* **Work to complete**:
Search the records below for "# test: pointer". Return that line and all remaining lines exactly.

* **Task input**:
■ ■ ■ ■ ■

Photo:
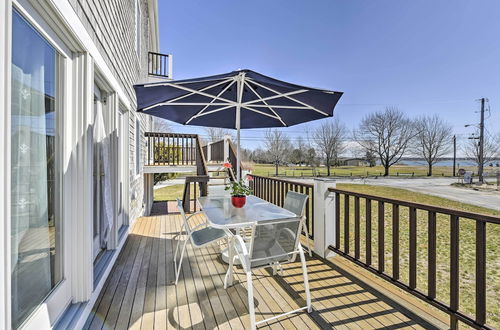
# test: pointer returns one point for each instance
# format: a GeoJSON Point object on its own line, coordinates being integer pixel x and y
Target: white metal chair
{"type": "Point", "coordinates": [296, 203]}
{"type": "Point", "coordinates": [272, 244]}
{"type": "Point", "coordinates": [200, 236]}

■ ■ ■ ■ ■

* **Exercise response**:
# test: pointer returns one point for each instance
# format: a GeoJSON Point object on its own line, coordinates being integer pixel x and y
Target: white metal chair
{"type": "Point", "coordinates": [296, 203]}
{"type": "Point", "coordinates": [272, 244]}
{"type": "Point", "coordinates": [200, 236]}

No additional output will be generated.